* **WRITTEN PROBLEM**
Rescale the stretch of the material below from the line containing "Locate the man's" through the end, giving every one of those lines again with the requests included and nothing else. Multiply each point coordinate in the answers by 0.95 and round to whole numbers, halves up.

* **DATASET**

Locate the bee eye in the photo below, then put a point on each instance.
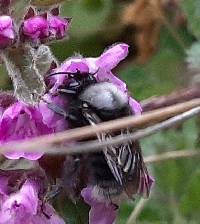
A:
(85, 105)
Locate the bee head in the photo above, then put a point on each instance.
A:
(107, 100)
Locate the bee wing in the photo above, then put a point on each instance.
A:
(125, 162)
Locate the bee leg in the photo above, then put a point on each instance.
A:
(54, 192)
(68, 91)
(61, 111)
(58, 110)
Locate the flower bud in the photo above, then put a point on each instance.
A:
(35, 28)
(58, 26)
(7, 34)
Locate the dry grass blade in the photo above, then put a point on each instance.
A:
(45, 143)
(137, 210)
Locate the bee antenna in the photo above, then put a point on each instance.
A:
(59, 73)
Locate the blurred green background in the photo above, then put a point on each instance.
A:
(96, 24)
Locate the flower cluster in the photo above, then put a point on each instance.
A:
(24, 206)
(34, 28)
(7, 33)
(25, 203)
(42, 27)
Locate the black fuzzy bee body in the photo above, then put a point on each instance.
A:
(113, 170)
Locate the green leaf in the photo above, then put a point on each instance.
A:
(193, 56)
(88, 16)
(190, 203)
(192, 9)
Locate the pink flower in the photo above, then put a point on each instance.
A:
(35, 28)
(25, 207)
(20, 121)
(101, 212)
(58, 26)
(7, 33)
(102, 68)
(50, 118)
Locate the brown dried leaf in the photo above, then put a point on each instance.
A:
(146, 17)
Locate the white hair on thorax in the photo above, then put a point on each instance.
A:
(104, 95)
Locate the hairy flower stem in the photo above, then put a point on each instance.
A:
(45, 3)
(28, 82)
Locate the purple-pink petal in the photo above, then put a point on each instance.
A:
(21, 205)
(50, 118)
(7, 33)
(20, 121)
(101, 211)
(58, 26)
(135, 106)
(36, 28)
(112, 56)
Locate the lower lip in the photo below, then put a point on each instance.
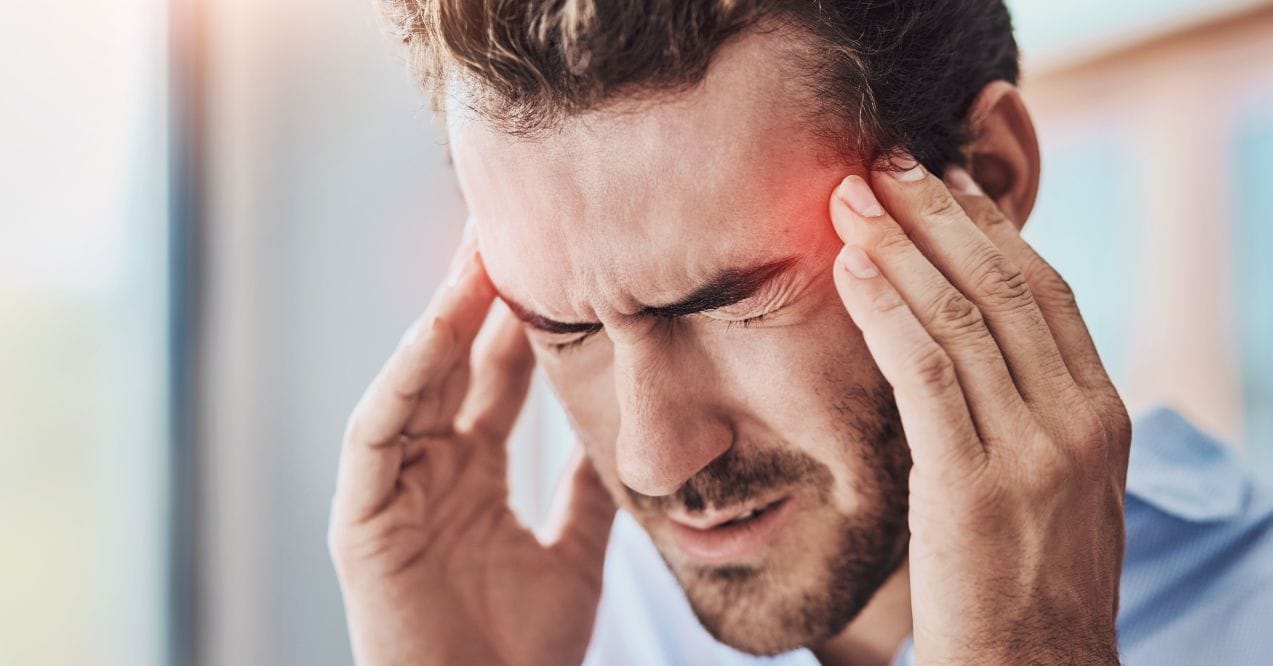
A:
(728, 543)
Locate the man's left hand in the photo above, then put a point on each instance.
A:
(1019, 438)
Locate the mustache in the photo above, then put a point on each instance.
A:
(735, 478)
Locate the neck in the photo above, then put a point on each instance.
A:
(876, 634)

* **TASK RESULT**
Locate the man's left hand in the photo above, then put a point on each instance.
A:
(968, 416)
Locate the mustache in the photo above, then put a point on each instance.
A:
(698, 454)
Locate the neck in the photo above, then put a point on each instance.
A:
(832, 602)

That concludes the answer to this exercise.